_WORKING DATA_
- - - - - - -
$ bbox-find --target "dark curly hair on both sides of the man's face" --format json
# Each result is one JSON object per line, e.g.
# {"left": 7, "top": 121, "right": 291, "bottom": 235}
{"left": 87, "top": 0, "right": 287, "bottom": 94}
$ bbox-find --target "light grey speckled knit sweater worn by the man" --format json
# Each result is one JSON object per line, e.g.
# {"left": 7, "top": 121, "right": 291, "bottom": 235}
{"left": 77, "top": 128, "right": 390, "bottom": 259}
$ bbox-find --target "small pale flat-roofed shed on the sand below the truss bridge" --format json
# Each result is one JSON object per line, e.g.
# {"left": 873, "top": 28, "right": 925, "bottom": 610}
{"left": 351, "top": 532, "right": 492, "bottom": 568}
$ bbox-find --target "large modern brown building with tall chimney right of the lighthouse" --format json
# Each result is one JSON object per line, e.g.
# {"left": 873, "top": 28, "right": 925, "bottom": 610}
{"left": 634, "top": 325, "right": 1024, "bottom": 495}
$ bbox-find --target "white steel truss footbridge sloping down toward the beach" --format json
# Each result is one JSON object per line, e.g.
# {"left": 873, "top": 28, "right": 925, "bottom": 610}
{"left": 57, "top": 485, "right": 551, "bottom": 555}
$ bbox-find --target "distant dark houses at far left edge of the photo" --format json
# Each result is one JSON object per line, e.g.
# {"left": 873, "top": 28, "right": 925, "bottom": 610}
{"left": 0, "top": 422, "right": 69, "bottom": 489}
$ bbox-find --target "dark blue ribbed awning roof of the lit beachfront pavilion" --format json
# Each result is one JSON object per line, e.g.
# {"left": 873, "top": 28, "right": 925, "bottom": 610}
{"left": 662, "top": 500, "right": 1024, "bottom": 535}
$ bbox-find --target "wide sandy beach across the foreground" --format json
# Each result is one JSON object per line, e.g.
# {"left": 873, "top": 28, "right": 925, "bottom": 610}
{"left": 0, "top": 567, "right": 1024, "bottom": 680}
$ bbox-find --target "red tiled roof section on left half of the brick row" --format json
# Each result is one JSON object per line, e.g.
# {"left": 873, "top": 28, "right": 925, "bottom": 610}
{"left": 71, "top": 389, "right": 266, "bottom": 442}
- - - - - - -
Among the lines above, which ones include the word "dark"? Copy them.

$ bbox-find --target "dark curly hair on both sides of the man's face" --format json
$ bbox-find --target "distant dark houses at far left edge of the photo" --format json
$ bbox-find --target "dark blue ribbed awning roof of the lit beachfront pavilion" --format json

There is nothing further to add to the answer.